Scientific classification
- Kingdom: Fungi
- Division: Basidiomycota
- Class: Agaricomycetes
- Order: Boletales
- Family: Gomphidiaceae
- Genus: Gomphidius
- Species: G. roseus
- Binomial name: Gomphidius roseus (Fr.) Oudem. (1867)

= Gomphidius roseus =

- Genus: Gomphidius
- Species: roseus
- Authority: (Fr.) Oudem. (1867)
- Conservation status: LC

Species of fungus

Gomphidius roseus, commonly known as the rosy spike-cap or pink gomphidius, is a gilled mushroom found in Europe. Although it has gills, it is a member of the order Boletales, along with the boletes. It is a coral pink-capped mushroom which appears in pine forests in autumn, always near the related mushroom Suillus bovinus, on which it appears to be parasitic.

== Taxonomy ==

Gomphidius roseus was initially described by Swedish mycologist Elias Magnus Fries as Agaricus glutinosus β roseus in 1821, before he elevated it to species status and gave its current genus and binomial name in 1838. The genus name is derived from the Greek 'γομφος' gomphos meaning "plug" or "large wedge-shaped nail". The specific epithet roseus is the Latin adjective "pink".

▶ **Task statement**: In the Gomphidius roseus text, rewrite the part between "Gomphidius roseus, commonly" and "to be parasitic.", inclusive, substituting "fall" for "autumn".

▶ **Data extract**:
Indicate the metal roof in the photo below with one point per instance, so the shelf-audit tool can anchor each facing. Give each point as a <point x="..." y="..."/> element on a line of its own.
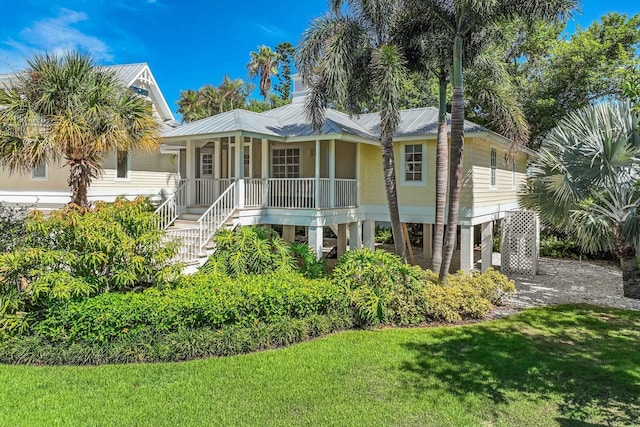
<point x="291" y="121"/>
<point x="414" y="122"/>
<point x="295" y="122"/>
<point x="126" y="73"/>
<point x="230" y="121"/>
---
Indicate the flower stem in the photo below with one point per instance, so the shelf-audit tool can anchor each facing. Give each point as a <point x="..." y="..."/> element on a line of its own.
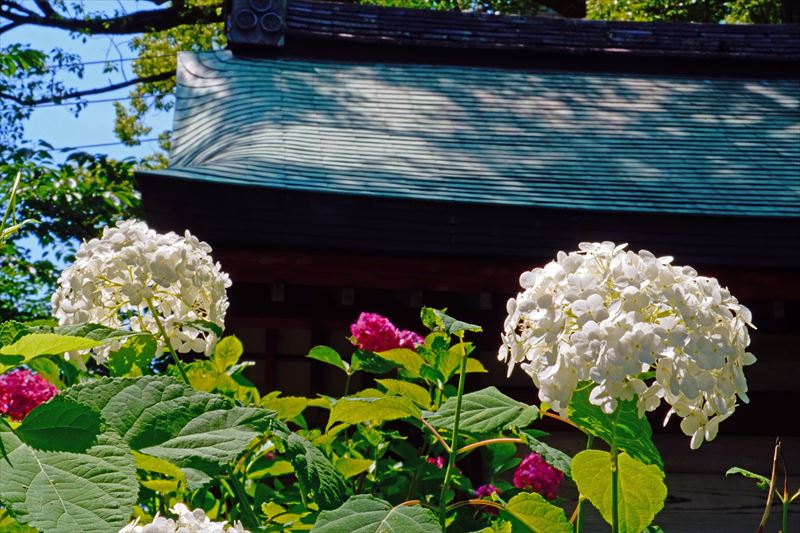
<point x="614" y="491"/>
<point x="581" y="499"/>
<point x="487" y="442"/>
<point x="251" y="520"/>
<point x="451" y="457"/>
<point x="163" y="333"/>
...
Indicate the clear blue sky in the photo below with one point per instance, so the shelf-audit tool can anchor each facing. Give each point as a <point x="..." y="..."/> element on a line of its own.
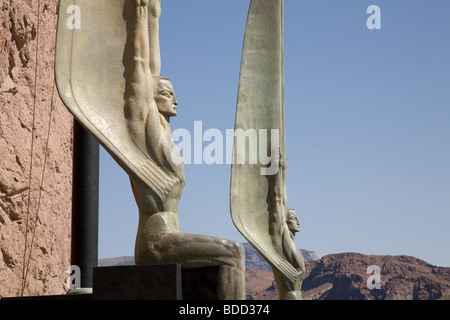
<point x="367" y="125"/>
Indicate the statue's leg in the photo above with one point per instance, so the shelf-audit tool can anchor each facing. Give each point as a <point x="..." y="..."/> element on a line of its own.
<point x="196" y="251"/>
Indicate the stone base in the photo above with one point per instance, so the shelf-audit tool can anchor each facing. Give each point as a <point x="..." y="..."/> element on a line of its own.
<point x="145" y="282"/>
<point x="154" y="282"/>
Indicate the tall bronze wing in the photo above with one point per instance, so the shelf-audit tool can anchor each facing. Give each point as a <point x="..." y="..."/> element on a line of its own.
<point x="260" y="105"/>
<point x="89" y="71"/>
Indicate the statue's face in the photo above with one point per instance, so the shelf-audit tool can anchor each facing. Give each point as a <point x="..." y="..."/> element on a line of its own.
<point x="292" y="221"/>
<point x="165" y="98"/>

▶ **Output below**:
Gomphidius roseus, commonly known as the rosy spike-cap or pink gomphidius, is a gilled mushroom found in Europe. Although it has gills, it is a member of the order Boletales, along with the boletes. It is a coral pink-capped mushroom which appears in pine forests in fall, always near the related mushroom Suillus bovinus, on which it appears to be parasitic.